課題の目的
「of the woman's」を含む行から「x=205, y=151」を含む行までを、文面も省かずにすべて書き直しなさい。その際、解答の座標値はすべて0.2倍に縮小して四捨五入で整数にし、画像は含めないこと。

演習用資料

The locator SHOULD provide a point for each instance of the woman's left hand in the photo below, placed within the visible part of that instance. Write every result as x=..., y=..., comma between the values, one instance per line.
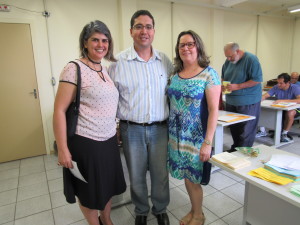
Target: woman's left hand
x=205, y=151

* * *

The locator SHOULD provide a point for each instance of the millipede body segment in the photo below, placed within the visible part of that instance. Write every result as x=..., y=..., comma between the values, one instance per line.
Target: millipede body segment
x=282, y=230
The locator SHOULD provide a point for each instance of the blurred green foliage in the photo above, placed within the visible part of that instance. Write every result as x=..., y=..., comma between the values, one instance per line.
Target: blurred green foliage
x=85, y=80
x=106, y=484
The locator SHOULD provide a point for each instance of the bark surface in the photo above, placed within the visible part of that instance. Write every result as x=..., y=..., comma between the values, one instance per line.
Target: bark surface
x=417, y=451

...

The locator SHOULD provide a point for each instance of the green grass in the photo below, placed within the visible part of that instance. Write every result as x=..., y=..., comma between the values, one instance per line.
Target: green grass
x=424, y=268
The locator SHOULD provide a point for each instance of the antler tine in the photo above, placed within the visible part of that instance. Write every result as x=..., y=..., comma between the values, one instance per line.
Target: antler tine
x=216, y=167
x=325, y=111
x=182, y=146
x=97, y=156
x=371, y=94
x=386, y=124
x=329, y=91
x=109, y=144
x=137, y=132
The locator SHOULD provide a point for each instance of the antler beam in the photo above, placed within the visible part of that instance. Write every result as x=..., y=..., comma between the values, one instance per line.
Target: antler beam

解答
The locator SHOULD provide a point for each instance of the woman's left hand in the photo below, placed within the visible part of that instance. Write every result as x=..., y=..., comma between the values, one instance per line.
Target: woman's left hand
x=41, y=30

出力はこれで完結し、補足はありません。